#### THE INPUT:

-- Opening Marker --

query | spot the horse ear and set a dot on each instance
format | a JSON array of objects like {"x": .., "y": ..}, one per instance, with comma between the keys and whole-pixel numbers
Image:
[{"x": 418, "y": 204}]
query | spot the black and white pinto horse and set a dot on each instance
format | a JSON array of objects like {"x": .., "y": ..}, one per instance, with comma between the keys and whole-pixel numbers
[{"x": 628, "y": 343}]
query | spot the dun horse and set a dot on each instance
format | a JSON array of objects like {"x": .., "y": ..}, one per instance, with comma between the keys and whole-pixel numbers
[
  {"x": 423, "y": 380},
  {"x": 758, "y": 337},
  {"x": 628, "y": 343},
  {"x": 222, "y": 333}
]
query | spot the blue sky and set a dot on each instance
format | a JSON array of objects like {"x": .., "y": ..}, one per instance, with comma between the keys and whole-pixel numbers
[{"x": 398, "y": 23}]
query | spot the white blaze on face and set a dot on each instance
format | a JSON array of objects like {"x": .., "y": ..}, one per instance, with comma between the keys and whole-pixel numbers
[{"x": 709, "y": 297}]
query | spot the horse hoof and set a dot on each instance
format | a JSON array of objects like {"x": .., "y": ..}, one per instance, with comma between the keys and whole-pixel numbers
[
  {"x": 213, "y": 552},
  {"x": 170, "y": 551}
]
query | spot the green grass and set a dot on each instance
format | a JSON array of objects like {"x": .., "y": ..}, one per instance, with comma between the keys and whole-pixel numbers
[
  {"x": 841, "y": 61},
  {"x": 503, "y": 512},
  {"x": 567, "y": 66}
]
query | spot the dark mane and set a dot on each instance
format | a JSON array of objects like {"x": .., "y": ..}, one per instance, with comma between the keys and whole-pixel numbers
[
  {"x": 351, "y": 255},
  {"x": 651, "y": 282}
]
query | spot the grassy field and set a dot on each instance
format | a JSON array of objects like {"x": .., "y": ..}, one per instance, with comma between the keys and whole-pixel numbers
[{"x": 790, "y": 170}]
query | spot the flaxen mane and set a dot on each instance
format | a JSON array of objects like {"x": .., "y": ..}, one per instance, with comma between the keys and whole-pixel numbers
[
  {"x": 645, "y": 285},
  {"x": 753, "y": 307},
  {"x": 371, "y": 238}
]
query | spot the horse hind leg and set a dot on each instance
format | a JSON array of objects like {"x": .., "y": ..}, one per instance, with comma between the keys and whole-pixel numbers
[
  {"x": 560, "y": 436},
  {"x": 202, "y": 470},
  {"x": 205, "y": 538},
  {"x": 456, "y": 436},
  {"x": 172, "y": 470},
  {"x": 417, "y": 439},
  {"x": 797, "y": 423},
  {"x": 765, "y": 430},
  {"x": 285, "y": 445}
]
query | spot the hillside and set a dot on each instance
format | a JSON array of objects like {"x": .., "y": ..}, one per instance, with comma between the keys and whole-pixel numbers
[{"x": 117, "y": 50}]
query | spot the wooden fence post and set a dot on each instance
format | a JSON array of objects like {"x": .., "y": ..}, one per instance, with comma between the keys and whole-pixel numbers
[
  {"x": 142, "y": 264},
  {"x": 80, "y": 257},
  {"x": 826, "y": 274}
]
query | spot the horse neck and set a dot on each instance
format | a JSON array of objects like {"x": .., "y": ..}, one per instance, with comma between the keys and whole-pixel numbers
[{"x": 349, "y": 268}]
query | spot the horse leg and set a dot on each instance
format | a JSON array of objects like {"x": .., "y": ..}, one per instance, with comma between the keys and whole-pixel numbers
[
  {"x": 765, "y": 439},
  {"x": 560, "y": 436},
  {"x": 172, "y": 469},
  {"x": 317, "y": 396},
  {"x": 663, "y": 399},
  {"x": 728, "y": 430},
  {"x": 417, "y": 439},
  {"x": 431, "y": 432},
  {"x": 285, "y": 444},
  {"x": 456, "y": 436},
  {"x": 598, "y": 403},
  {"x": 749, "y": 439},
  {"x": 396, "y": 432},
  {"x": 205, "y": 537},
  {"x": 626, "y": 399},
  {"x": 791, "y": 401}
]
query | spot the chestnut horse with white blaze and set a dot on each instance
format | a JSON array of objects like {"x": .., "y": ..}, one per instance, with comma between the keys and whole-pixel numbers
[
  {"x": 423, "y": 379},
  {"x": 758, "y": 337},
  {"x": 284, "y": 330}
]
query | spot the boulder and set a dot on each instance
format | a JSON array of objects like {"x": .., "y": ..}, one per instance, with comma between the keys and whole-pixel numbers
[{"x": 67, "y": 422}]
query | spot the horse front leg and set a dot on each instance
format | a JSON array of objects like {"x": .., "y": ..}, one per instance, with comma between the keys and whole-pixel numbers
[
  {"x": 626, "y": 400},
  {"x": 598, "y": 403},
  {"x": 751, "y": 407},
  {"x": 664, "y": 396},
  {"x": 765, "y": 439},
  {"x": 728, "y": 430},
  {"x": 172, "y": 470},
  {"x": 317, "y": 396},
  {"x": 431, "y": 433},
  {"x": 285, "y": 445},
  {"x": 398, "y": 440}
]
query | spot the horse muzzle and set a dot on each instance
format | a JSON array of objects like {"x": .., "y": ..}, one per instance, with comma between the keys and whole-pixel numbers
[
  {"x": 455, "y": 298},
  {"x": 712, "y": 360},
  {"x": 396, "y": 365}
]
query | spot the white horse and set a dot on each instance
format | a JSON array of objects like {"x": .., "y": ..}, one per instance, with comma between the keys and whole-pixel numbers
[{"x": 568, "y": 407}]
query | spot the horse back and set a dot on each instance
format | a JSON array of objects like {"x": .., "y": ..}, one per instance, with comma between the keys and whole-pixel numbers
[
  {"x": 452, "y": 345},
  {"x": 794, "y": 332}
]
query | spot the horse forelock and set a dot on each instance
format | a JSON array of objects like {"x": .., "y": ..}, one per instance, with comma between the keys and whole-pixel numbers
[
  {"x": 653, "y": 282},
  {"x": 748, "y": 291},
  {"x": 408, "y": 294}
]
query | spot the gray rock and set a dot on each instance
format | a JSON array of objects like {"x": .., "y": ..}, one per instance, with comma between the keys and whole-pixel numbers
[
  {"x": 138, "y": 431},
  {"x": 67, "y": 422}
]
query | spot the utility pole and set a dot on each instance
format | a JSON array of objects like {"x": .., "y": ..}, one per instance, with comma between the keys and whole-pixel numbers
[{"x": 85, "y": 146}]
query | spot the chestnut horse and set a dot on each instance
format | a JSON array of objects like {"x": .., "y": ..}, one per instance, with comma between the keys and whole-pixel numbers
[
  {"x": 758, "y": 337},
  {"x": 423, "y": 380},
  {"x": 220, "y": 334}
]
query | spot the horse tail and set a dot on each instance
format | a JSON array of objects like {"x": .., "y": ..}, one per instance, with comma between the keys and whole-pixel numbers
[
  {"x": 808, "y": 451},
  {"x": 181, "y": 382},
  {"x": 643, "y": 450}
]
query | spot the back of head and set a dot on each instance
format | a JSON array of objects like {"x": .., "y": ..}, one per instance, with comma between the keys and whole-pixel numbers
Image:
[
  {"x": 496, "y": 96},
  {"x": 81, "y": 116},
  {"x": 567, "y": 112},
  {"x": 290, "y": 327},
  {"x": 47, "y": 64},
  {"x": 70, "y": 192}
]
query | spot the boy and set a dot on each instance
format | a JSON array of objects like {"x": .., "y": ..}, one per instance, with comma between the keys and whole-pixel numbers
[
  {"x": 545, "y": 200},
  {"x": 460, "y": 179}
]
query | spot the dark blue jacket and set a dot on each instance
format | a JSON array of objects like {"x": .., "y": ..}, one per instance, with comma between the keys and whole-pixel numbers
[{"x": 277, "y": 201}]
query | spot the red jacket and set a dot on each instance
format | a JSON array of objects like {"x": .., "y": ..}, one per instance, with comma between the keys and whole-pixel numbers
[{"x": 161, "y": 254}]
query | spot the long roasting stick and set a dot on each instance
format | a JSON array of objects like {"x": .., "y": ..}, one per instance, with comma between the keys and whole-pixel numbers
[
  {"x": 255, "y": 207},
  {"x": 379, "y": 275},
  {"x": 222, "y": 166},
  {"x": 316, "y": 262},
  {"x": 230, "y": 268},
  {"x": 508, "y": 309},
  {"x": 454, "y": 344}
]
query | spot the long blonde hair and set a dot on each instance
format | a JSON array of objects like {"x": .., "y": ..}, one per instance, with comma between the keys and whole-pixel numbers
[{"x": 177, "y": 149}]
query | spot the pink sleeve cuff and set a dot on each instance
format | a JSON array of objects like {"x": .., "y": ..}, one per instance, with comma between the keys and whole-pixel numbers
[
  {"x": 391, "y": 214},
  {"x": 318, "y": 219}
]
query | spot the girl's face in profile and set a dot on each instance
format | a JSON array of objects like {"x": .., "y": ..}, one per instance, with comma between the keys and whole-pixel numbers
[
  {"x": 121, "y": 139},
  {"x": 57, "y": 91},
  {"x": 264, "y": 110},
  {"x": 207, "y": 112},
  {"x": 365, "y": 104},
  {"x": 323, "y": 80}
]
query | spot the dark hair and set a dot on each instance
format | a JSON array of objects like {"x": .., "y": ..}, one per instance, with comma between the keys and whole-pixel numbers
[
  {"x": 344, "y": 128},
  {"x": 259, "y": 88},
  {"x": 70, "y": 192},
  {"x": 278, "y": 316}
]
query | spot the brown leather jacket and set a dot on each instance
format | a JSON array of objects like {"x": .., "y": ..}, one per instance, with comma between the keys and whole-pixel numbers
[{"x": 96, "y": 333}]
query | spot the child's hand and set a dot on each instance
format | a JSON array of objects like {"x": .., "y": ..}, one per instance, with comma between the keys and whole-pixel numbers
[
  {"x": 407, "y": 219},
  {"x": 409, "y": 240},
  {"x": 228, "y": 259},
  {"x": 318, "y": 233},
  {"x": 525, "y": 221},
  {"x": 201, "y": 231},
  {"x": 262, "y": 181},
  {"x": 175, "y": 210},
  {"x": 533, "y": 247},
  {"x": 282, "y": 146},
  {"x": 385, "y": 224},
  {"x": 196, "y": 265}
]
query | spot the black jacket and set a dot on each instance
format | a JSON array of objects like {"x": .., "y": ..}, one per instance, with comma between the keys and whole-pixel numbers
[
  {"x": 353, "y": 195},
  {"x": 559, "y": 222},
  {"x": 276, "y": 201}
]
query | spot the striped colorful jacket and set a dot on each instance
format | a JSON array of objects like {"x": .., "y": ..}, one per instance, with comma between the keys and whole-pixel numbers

-- Closing Marker --

#### ABOUT THIS EXERCISE:
Whenever a line of the material above contains the string "face", copy that line out.

#### TASK RESULT:
query | spot the white blaze on face and set a dot on each instance
query | spot the girl's face in profile and set a dot on each instance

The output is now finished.